*** Source extract ***

Deterministic taxonomy based on genetics

Each evolution is based on a random initial seed. I don't want there to be any preconceived model of the world and the evolution. For this to work, the taxonomy classification has to be a deterministic generalization of an organisms genetics. At all levels of taxonomy, from Domain to Species.
I started building a new Taxonomy class. It's inputs were an array of numbers. Each value representing one component of an organism's genetics. Then the genetics array is transformed and reduced, at different levels of precision for each taxonomy level.
I tried lots and lots of precision settings and transformation methods to find a sweet spot, where I got a reasonable distribution of species based on the variety of the randomly assigned genetics for all the organisms.
This reduction organized organisms into groups of species. But also into fewer groups of genus, family, order, class, phylum, kingdom and domain, all with larger and larger populations for each level of hierarchy. This is still all deterministically grouped, based on randomly assigned genetics.
It was really tricky finding an equilibrium that sorted the sprawling set of organisms and their individually unique set of genetics into groups correctly.
I didn't want to have any special cases where I manually assigned things. The solution had to be a general one for all possible initial random seeds, based only on the input genetics, and the different precisions for each respective taxonomy level.
In the end, the solution was really simple. Just a few lines of math and weights to balance everything.
One Taxonomy algorithm to sort and classify any and all set of randomly assigned compositions of genetics.

*** End of Source extract ***
*** Source data ***

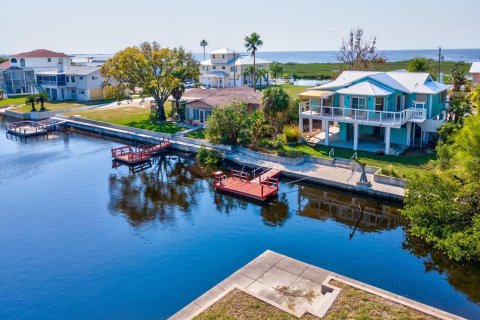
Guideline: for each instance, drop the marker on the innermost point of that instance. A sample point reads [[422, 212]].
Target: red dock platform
[[259, 188], [134, 155]]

*** End of Source data ***

- Work instruction
In the text on deterministic taxonomy, copy word for word the part from "I didn't want" up to and including "compositions of genetics.". This data has no connection to the text on deterministic taxonomy.

- Written answer
I didn't want to have any special cases where I manually assigned things. The solution had to be a general one for all possible initial random seeds, based only on the input genetics, and the different precisions for each respective taxonomy level.
In the end, the solution was really simple. Just a few lines of math and weights to balance everything.
One Taxonomy algorithm to sort and classify any and all set of randomly assigned compositions of genetics.